_What to produce:_ Beginning with the line that contains "Reviewer note: check that every instance of the dog's front", write out each remaining line of the records below exactly. Do not copy any picture.

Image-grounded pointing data
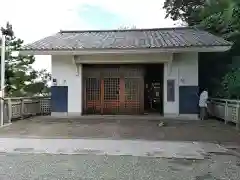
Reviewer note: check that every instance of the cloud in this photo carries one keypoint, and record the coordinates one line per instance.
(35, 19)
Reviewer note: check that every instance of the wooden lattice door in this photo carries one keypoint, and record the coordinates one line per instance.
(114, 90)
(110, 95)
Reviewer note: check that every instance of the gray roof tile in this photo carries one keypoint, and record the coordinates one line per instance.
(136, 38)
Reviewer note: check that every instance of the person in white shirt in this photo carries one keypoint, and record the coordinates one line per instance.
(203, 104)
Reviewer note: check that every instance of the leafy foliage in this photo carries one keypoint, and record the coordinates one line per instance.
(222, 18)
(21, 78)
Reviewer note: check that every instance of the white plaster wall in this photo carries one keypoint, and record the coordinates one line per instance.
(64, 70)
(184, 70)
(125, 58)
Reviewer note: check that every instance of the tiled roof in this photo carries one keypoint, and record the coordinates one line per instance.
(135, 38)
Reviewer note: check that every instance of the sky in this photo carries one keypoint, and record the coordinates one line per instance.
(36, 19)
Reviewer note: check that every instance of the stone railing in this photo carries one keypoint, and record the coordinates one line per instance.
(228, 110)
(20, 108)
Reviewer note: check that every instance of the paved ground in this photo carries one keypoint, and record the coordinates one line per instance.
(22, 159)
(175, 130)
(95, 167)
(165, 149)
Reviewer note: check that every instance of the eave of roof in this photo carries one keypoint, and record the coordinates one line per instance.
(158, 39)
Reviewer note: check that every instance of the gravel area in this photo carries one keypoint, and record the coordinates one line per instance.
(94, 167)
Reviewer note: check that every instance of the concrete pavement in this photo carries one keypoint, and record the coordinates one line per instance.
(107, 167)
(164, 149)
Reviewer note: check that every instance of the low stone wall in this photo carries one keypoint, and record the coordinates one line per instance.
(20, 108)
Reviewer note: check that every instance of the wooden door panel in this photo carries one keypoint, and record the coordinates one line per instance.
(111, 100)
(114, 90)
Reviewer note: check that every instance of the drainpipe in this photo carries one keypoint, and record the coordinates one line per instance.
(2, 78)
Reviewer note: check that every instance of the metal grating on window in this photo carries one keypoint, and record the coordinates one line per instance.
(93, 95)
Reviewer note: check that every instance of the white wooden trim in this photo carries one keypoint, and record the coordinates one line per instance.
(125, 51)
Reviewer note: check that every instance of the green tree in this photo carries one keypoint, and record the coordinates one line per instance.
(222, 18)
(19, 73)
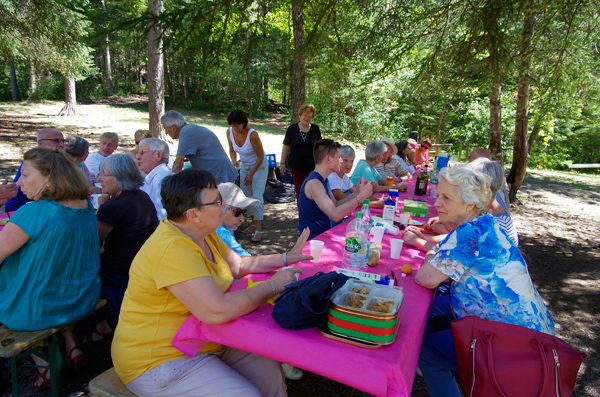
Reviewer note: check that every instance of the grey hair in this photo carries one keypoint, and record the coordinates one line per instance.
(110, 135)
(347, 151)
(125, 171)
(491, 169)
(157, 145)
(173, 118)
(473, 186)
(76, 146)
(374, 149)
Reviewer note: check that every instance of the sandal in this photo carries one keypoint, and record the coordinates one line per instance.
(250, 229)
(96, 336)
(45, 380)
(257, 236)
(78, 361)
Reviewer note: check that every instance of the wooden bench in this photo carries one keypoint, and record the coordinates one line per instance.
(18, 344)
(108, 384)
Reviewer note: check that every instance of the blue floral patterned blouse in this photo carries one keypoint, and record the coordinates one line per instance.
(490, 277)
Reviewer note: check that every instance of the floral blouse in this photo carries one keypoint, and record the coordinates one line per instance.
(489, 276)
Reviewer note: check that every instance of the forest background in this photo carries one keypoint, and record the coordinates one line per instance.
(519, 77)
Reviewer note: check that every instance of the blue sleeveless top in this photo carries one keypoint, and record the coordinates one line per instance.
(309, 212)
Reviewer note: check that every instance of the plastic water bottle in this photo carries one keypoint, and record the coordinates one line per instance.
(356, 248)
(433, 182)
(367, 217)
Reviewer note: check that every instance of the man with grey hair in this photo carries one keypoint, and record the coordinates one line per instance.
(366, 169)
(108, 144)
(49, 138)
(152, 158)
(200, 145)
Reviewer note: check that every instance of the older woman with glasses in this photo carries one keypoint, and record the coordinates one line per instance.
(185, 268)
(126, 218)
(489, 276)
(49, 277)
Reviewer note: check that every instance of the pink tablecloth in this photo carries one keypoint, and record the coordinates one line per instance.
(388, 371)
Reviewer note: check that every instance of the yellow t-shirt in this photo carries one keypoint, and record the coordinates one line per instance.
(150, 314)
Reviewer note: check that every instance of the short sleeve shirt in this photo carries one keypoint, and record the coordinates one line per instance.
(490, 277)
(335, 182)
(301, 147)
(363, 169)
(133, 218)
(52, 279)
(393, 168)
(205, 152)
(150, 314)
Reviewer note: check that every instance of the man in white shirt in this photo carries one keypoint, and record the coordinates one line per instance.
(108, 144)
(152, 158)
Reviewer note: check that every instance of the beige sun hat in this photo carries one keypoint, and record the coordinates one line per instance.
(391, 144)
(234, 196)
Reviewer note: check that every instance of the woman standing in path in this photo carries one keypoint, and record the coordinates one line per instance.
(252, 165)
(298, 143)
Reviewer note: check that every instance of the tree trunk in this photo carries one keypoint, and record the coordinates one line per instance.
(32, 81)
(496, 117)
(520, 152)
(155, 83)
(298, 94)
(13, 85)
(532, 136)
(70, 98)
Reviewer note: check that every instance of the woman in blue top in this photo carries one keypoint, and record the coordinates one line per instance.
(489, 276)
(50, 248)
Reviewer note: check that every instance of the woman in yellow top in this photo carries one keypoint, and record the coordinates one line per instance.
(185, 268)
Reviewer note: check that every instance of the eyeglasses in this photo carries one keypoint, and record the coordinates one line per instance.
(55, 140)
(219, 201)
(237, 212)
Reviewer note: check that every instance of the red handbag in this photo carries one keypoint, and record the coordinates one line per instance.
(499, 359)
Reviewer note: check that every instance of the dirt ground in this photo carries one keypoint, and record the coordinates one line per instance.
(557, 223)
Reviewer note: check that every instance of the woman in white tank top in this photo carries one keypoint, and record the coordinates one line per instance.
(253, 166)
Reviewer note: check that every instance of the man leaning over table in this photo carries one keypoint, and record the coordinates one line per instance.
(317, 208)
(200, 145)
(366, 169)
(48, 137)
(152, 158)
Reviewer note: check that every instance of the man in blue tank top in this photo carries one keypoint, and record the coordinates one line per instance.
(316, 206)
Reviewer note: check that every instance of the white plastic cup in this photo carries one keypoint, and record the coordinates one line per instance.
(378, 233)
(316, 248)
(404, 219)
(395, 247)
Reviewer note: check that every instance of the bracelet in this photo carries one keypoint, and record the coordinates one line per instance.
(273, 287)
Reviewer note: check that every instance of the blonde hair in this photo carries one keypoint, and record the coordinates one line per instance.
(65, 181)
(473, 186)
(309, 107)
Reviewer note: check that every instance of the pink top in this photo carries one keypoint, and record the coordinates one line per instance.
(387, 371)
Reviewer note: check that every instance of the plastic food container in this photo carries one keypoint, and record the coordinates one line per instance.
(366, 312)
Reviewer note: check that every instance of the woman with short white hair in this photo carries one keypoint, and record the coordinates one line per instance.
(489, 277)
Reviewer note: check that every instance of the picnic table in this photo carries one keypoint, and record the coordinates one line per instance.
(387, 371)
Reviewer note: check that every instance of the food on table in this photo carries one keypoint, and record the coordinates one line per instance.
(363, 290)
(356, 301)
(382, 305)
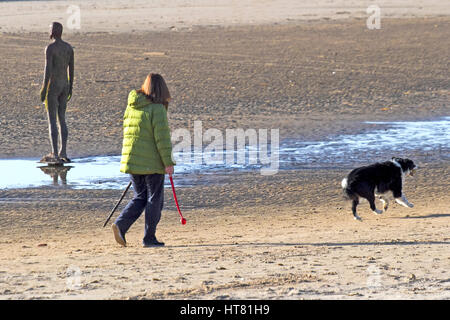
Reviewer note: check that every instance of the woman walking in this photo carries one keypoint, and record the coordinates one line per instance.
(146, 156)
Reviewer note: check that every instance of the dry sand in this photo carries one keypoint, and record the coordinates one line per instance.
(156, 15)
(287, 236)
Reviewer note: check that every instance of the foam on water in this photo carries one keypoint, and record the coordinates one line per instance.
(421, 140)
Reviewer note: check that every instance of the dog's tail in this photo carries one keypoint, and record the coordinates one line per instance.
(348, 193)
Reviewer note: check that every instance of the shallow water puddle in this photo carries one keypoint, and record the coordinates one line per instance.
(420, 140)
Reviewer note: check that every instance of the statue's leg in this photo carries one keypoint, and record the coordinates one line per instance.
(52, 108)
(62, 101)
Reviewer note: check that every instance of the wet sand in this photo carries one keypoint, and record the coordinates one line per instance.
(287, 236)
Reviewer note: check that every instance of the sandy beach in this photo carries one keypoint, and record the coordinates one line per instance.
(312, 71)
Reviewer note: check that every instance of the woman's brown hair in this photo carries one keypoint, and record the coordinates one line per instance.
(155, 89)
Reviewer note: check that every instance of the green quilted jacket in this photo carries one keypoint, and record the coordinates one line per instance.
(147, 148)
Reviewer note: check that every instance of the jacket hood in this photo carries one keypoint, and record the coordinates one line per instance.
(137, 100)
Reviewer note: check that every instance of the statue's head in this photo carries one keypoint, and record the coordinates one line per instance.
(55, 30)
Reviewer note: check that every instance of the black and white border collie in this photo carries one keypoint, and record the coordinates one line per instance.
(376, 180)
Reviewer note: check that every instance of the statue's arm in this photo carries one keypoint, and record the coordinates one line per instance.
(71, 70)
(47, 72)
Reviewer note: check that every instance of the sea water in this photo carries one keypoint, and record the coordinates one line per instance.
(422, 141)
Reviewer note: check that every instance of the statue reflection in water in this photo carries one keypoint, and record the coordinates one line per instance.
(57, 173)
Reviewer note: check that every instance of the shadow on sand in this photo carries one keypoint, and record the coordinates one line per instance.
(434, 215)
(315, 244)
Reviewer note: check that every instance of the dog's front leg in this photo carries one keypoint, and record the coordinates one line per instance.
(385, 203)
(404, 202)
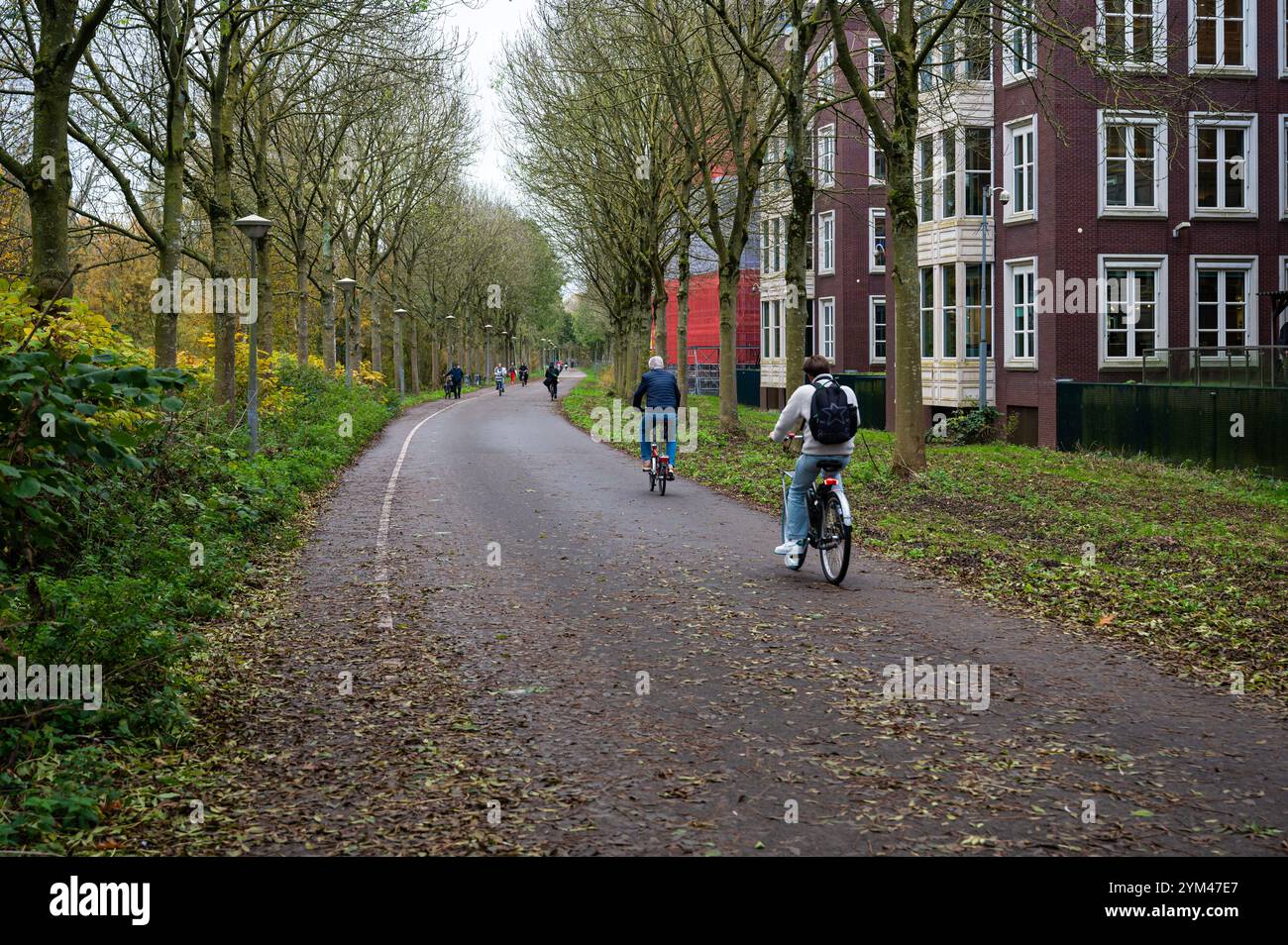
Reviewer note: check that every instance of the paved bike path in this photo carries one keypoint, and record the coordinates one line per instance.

_Reply:_
Reviewer note: check that every instance of the dog's front leg in this photo carries one keypoint, and record the coordinates one line per instance.
(385, 203)
(404, 202)
Reviewer note: check that every instance of the paved bike path in this photo carries one keypoint, and record the coordinates one line per instance.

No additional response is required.